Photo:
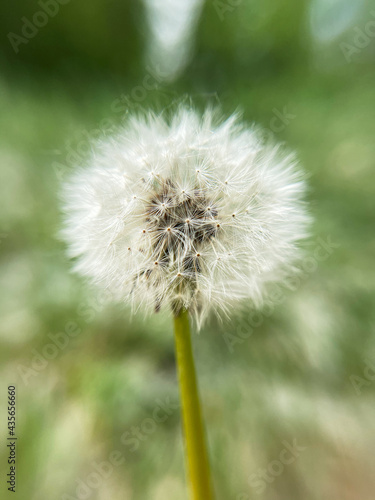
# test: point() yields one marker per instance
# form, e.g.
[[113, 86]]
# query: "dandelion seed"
[[207, 189]]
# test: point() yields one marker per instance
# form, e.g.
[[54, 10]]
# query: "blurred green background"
[[90, 379]]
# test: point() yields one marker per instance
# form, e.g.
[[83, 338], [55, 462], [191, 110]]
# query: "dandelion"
[[189, 215]]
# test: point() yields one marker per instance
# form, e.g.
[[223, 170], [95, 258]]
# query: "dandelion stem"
[[195, 445]]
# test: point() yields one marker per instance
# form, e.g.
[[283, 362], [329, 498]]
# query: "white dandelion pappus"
[[185, 213]]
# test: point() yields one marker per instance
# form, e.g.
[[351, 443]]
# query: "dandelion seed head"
[[188, 213]]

| What needs to be done |
Convert the records above into a JSON list of strings, one per line, starting at the first line and ending at the line containing "[[189, 215]]", with both of those lines included. Leave out blank lines and the pictures.

| Response to this exercise |
[
  "Photo:",
  "# test: point() yields one marker per instance",
  "# form, e.g.",
  "[[113, 86]]",
  "# query: \"dandelion seed\"",
  "[[207, 189]]",
  "# test: point() yields one marker per instance",
  "# form, e.g.",
  "[[54, 10]]",
  "# query: \"blurred green background\"",
  "[[90, 379]]",
  "# test: point() yields one marker per instance",
  "# form, e.g.",
  "[[83, 338], [55, 462], [191, 110]]",
  "# query: \"dandelion\"",
  "[[189, 215]]"
]